AIM OF THE EXERCISE: Give the data again exactly as it appears.

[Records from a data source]
------------------------------------------------------------------------

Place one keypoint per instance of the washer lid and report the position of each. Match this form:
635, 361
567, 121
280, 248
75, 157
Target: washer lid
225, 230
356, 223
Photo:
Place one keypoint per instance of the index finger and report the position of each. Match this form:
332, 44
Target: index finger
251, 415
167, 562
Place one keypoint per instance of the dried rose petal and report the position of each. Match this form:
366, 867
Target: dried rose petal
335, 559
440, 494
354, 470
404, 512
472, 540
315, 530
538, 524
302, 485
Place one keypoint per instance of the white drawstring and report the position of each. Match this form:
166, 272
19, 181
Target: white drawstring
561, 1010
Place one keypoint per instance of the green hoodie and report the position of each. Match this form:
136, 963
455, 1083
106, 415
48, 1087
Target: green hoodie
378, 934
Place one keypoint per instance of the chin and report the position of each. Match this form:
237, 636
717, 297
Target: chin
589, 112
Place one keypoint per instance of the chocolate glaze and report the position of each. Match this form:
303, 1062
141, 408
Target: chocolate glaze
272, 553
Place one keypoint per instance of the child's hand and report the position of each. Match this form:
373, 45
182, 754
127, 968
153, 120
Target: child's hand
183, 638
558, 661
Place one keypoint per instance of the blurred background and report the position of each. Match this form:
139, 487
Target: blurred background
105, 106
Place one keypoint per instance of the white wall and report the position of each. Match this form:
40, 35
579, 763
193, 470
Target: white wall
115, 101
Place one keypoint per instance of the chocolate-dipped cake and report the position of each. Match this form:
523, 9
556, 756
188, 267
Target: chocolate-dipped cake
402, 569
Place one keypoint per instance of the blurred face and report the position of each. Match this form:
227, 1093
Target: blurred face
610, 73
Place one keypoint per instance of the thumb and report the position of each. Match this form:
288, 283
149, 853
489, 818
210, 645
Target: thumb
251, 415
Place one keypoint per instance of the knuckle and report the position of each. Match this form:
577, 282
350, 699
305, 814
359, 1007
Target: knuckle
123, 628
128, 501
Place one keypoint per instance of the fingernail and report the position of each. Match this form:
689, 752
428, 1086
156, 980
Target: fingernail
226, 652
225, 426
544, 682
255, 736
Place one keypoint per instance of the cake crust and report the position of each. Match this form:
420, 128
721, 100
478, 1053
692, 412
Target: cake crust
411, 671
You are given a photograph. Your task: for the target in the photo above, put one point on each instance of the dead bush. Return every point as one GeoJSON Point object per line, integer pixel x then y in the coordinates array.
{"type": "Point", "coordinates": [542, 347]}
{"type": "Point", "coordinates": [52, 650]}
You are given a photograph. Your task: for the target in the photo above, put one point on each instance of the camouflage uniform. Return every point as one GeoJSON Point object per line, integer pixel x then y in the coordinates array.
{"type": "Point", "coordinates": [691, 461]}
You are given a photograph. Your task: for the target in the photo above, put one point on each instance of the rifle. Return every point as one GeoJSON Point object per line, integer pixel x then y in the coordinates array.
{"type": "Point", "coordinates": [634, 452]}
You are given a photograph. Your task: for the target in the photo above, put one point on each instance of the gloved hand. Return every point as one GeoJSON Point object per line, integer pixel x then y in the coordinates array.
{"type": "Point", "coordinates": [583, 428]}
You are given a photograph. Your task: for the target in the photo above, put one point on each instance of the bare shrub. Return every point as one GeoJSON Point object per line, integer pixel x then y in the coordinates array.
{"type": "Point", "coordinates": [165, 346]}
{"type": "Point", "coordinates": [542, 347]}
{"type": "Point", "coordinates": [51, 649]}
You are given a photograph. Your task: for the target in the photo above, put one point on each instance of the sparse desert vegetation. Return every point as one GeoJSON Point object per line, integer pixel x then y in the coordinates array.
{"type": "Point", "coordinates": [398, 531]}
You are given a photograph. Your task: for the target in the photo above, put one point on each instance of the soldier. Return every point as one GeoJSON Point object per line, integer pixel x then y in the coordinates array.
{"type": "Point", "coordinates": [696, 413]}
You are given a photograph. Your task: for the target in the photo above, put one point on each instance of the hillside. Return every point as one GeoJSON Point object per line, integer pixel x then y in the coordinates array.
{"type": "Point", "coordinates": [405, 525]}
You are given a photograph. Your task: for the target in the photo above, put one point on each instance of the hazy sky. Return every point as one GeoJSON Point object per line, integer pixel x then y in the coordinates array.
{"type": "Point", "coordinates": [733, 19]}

------------------------------------------------------------------------

SOLUTION:
Place one keypoint per instance of the washer lid and report the position of each. Match this form:
635, 361
567, 121
280, 248
75, 157
Target: washer lid
225, 230
356, 223
Photo:
Place one keypoint per instance of the index finger and report the position of each. Match this form:
332, 44
Target: index finger
251, 415
167, 562
Place one keypoint per instance of the dried rose petal and report the position of each. Match this form:
366, 867
Target: dried rose petal
335, 559
440, 494
354, 470
404, 512
472, 540
315, 530
538, 524
302, 485
Place one keypoint per instance of the white drawstring and report the position of each. Match this form:
166, 272
19, 181
Target: white drawstring
561, 1010
Place one keypoint per instance of the green hoodie and report the position of each. Match this form:
136, 963
455, 1083
106, 415
48, 1087
Target: green hoodie
378, 934
Place one keypoint per instance of the chin and report the position of each. Match this form:
237, 636
717, 297
Target: chin
589, 112
Place one keypoint per instance of the chocolate glaze and report the position of each. Match this form:
303, 1062
141, 408
Target: chocolate glaze
272, 553
Place one keypoint per instance of the child's hand and report the position of each. Match this form:
373, 45
182, 754
127, 968
153, 120
Target: child's hand
183, 638
558, 661
Place one keypoint per instance of the blurred background and report the position of each. Match this form:
139, 487
Target: blurred background
105, 106
Place one keypoint per instance of the white wall and report the position of each. Match this form:
40, 35
579, 763
193, 470
Target: white wall
115, 101
Place one keypoint per instance of the chocolate-dipped cake and report the position of each. Match this form:
523, 9
556, 756
188, 267
Target: chocolate-dipped cake
402, 569
Place one keypoint per instance of the blurred face and report the position of each. Match this form:
227, 1093
Target: blurred face
610, 73
Place one keypoint per instance of the thumb and report the position of each. Match this form:
288, 283
149, 853
489, 818
210, 645
Target: thumb
251, 415
Place one keypoint per instance of the knuckle and report the position of each. Match this form:
577, 282
350, 699
305, 814
359, 1007
Target: knuckle
123, 628
128, 501
Place one keypoint per instance of the fingernail and report the position of each. Match this form:
689, 752
428, 1086
156, 980
Target: fingernail
226, 652
225, 426
544, 682
255, 736
Place one keypoint per instance of the cake crust and report the position of each. Match this form:
420, 128
721, 100
478, 1053
692, 412
Target: cake crust
411, 671
You are given a photograph. Your task: for the target in the photo above, put one point on each instance of the dead bush. Return every point as one GeoJSON Point object per line, integer pixel x then y in the coordinates array.
{"type": "Point", "coordinates": [542, 347]}
{"type": "Point", "coordinates": [52, 650]}
You are given a photograph. Your task: for the target in the photo above, put one point on each instance of the camouflage uniform. Return every point as one GeoJSON Point object per line, integer pixel x then y in the coordinates array.
{"type": "Point", "coordinates": [691, 461]}
You are given a photograph. Your task: for the target in the photo above, put one point on each instance of the rifle. Return every point as one GeoJSON Point object per line, integer pixel x then y in the coordinates array.
{"type": "Point", "coordinates": [634, 452]}
You are given a photograph. Your task: for the target in the photo above, put one point on each instance of the gloved hand. Return every point as one GeoJSON Point object per line, integer pixel x then y in the coordinates array.
{"type": "Point", "coordinates": [583, 428]}
You are given a photograph. Your task: for the target in the photo above, put one point on each instance of the bare shrub. Return every point as one GeoJSON Point object per line, integer pixel x then y in the coordinates array.
{"type": "Point", "coordinates": [165, 346]}
{"type": "Point", "coordinates": [542, 347]}
{"type": "Point", "coordinates": [51, 649]}
You are given a photograph. Your task: for the target in the photo above, put one point on each instance of the sparse desert vegetation. Return every point as one GeoJSON Point object per line, integer pixel x then y in the coordinates array.
{"type": "Point", "coordinates": [398, 531]}
You are given a photograph. Your task: for the target in the photo above, put one point on each instance of the soldier. Return every point as one GeoJSON Point object per line, integer pixel x then y in the coordinates array.
{"type": "Point", "coordinates": [696, 413]}
You are given a photograph. Your task: for the target in the photo above, put one point on each instance of the hillside. Return every point as one GeoJSON Point object per line, integer pixel x then y in the coordinates array.
{"type": "Point", "coordinates": [405, 525]}
You are given a photograph. Your task: for the target in the photo above, put one point on each instance of the hazy sky. Return every point as one GeoJSON Point object per line, integer pixel x then y in the coordinates array.
{"type": "Point", "coordinates": [733, 19]}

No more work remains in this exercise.